JOB:
State how many lines in the entries below contain the string "window". Give only the number.

* BEGIN DATA SUPPLIED *

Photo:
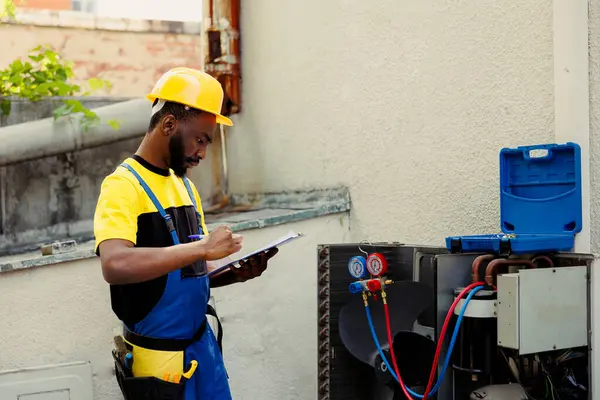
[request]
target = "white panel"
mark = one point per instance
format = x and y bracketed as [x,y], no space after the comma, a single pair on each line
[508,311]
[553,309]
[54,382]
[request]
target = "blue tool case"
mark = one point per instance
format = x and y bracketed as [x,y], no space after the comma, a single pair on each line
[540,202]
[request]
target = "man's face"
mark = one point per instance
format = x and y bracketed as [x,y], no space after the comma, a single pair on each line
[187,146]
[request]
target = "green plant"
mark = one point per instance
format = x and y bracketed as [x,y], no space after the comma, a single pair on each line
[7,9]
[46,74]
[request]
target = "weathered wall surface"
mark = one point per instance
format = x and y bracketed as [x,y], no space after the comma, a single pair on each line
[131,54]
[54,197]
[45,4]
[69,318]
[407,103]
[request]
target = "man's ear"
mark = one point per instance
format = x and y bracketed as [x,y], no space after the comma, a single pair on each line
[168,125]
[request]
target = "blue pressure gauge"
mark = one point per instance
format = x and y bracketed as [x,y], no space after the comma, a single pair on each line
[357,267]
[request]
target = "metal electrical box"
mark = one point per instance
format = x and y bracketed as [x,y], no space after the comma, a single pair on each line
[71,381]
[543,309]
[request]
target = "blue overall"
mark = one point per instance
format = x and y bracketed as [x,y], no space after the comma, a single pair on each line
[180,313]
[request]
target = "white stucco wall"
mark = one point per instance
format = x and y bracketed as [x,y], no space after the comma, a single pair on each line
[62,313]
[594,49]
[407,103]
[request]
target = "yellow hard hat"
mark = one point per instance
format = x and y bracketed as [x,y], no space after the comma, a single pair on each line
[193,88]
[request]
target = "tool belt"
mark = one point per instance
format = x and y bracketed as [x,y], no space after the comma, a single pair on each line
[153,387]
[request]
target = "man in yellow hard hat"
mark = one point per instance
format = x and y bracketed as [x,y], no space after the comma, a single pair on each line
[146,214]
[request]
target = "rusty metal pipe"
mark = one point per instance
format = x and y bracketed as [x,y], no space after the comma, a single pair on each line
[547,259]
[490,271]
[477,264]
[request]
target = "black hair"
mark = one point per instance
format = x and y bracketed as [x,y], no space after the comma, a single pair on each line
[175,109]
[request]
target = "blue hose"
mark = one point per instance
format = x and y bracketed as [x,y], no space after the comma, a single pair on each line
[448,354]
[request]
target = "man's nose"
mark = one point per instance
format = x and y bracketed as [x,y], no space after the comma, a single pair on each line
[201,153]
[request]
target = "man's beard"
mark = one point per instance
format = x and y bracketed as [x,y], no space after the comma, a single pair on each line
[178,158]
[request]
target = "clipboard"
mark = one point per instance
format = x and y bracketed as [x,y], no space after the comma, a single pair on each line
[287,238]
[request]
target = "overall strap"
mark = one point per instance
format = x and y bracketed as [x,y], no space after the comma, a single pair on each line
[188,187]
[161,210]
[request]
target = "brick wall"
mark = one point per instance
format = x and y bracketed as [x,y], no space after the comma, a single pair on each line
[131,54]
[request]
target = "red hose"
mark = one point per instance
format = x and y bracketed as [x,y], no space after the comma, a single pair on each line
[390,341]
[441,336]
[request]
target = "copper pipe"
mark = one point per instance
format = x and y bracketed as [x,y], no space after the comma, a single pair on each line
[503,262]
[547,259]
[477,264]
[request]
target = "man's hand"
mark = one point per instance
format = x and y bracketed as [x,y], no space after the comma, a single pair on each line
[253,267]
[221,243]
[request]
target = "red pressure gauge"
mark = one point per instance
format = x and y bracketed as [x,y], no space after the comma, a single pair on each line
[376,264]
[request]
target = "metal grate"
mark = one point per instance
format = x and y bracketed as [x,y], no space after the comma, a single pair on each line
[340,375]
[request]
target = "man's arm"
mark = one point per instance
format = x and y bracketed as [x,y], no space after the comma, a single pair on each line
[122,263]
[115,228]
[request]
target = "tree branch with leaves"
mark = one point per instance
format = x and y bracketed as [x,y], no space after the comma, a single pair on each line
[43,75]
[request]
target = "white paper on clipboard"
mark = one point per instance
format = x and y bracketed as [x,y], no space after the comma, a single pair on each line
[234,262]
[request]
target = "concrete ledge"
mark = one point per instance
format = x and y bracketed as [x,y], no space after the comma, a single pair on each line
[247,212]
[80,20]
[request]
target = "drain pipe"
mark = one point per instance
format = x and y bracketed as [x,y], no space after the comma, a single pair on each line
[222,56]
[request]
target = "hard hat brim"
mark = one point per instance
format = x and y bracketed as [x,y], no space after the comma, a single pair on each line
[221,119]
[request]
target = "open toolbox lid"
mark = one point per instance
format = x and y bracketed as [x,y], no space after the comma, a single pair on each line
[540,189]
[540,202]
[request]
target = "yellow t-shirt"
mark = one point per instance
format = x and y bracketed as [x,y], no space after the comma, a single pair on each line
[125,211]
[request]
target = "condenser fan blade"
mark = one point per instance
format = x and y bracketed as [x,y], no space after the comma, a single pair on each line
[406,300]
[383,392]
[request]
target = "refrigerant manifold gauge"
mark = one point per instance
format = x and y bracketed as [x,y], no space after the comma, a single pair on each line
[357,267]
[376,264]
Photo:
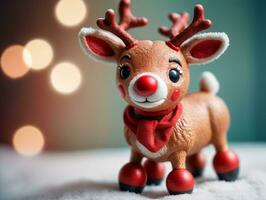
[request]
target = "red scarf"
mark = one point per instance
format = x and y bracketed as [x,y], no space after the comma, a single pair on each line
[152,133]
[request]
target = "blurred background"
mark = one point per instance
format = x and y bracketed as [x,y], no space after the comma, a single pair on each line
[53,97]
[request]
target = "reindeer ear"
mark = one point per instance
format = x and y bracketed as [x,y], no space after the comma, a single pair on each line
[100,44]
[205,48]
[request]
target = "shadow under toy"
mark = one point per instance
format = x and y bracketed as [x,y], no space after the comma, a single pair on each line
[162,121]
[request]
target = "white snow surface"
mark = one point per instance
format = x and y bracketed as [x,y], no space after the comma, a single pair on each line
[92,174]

* END DATA SUPPLIED *
* BEGIN DATA SUPPLIED *

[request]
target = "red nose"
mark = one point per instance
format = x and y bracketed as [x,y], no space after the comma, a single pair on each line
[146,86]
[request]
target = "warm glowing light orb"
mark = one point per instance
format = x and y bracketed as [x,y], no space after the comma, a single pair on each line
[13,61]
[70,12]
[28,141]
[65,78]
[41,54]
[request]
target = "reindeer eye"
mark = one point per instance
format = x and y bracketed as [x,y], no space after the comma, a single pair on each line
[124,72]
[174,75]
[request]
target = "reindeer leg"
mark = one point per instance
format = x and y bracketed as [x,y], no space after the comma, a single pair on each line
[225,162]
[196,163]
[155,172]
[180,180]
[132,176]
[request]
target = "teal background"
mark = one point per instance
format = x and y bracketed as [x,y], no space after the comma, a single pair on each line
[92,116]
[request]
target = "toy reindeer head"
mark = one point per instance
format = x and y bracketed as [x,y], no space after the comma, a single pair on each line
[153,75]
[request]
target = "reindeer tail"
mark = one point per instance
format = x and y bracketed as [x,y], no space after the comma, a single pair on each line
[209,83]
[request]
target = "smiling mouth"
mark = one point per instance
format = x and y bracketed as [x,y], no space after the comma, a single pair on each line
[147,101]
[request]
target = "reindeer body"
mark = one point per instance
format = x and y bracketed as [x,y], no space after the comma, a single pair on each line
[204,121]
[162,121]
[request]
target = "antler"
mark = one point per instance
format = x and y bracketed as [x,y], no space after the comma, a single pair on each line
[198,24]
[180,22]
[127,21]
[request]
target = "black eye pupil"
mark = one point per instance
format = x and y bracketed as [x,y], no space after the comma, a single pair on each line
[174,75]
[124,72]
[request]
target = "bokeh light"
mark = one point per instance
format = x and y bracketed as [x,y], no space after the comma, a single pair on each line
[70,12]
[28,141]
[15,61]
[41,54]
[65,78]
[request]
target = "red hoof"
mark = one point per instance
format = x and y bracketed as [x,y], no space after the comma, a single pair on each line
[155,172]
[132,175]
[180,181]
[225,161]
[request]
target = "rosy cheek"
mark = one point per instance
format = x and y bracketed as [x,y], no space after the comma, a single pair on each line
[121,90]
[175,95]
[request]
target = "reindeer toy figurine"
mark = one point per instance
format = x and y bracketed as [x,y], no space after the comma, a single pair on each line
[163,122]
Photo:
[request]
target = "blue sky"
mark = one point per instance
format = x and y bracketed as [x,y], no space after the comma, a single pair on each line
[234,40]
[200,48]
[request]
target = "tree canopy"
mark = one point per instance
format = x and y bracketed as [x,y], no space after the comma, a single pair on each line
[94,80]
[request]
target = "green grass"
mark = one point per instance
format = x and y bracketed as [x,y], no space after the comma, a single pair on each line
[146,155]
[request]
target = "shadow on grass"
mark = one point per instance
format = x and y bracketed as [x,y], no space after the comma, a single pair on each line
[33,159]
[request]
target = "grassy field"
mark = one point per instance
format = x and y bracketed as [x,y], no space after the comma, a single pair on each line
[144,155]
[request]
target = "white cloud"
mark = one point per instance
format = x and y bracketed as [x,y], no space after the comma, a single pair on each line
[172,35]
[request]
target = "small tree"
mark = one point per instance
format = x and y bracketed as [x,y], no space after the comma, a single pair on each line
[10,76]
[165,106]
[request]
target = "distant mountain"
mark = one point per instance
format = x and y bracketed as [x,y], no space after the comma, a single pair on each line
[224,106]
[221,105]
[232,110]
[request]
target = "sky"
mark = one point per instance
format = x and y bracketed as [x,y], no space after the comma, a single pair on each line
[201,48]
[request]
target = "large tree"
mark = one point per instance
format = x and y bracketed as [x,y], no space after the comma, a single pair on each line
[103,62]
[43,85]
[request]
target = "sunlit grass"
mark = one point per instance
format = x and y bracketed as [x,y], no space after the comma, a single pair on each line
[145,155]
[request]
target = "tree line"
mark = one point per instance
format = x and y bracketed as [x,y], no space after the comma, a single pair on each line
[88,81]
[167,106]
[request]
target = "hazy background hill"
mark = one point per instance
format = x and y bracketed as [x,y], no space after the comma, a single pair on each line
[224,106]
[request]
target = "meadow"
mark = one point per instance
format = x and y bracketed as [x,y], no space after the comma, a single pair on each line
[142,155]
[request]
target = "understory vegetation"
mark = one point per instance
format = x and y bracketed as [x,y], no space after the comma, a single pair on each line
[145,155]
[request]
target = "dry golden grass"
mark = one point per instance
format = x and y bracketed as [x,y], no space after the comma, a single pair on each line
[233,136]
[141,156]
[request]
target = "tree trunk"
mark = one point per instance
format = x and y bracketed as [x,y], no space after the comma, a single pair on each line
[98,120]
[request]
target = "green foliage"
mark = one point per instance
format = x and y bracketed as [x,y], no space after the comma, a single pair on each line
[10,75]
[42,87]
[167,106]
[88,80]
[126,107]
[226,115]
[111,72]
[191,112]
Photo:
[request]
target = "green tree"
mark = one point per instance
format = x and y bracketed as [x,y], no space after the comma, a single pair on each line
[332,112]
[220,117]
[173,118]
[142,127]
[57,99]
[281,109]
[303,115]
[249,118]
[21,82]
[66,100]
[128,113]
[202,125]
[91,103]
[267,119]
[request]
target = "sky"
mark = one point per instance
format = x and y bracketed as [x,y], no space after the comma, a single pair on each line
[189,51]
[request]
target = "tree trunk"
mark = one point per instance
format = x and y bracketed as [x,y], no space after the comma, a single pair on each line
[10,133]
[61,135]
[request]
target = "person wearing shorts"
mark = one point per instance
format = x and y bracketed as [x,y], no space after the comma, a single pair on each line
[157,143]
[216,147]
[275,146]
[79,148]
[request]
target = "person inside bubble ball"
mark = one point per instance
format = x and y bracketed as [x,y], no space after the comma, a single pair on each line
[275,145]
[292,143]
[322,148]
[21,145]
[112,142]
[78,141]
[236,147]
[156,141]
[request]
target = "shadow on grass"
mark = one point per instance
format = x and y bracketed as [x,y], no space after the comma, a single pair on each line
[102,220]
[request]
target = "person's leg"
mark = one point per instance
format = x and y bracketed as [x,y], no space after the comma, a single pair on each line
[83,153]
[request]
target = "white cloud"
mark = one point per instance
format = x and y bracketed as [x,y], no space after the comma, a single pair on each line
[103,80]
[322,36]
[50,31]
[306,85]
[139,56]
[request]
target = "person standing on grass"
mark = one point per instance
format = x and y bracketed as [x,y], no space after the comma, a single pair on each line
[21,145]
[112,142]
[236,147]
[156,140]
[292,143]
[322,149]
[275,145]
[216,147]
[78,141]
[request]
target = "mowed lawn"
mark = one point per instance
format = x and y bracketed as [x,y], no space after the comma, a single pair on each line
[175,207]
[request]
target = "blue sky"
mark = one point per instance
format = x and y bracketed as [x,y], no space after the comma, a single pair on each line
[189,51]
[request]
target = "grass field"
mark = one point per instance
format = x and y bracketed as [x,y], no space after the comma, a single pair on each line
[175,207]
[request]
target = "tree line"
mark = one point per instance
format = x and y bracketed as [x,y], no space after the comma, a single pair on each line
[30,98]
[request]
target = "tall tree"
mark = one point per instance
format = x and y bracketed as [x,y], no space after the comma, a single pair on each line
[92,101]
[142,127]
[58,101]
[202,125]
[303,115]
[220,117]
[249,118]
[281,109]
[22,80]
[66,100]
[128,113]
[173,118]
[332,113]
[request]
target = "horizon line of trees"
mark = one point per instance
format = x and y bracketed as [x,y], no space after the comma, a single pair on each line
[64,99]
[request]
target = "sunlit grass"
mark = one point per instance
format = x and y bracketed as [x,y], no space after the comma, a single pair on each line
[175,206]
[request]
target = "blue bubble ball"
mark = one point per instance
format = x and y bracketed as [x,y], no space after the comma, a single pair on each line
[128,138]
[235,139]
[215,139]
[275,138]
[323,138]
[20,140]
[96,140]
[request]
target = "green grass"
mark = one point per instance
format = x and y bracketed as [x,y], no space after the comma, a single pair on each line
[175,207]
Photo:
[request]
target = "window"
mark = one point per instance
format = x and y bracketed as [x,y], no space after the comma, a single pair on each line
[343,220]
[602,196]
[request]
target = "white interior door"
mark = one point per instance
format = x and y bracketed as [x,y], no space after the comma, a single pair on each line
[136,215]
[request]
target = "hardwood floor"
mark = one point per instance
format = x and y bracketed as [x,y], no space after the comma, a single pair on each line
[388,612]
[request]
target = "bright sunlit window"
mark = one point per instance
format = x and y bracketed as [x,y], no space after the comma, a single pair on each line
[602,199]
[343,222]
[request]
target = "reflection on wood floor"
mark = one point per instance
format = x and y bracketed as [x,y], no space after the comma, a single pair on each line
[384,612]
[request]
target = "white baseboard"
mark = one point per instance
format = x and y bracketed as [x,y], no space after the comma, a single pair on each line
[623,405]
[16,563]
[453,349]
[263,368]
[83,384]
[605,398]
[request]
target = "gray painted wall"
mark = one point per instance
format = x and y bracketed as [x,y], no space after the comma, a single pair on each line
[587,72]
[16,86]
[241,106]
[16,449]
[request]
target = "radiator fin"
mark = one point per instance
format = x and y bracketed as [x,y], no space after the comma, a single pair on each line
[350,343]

* END DATA SUPPLIED *
* BEGIN DATA SUPPLIED *

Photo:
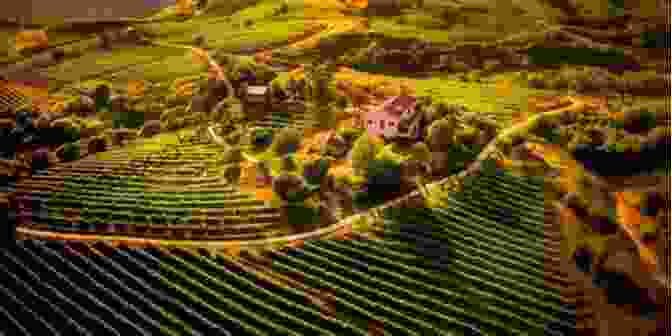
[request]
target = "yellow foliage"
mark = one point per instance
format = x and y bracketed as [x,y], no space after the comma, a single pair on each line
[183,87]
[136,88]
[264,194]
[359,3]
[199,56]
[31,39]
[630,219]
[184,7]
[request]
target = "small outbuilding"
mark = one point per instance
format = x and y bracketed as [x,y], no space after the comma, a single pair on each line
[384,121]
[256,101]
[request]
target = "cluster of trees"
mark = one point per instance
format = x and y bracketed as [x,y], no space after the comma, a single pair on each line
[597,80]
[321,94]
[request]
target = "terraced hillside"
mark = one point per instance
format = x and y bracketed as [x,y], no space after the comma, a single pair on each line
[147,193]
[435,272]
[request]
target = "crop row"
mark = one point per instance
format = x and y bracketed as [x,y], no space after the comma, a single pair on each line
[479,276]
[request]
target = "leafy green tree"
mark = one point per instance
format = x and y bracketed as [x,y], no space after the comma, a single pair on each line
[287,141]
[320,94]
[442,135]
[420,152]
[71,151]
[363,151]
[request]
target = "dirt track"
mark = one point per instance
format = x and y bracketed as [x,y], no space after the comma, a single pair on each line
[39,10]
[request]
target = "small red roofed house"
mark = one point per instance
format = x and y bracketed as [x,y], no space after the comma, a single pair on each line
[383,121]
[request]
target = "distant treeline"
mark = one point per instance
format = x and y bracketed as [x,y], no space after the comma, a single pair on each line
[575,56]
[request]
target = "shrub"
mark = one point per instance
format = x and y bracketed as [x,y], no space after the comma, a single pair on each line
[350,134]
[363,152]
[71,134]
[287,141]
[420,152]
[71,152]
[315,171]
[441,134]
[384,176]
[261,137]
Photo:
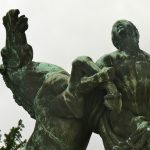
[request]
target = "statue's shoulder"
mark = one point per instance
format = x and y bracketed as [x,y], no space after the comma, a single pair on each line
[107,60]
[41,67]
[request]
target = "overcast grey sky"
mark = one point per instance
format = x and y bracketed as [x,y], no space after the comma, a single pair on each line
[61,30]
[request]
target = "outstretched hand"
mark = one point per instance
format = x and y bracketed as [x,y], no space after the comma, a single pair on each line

* END DATA SUPPLIED *

PROBLEM SOLUTION:
2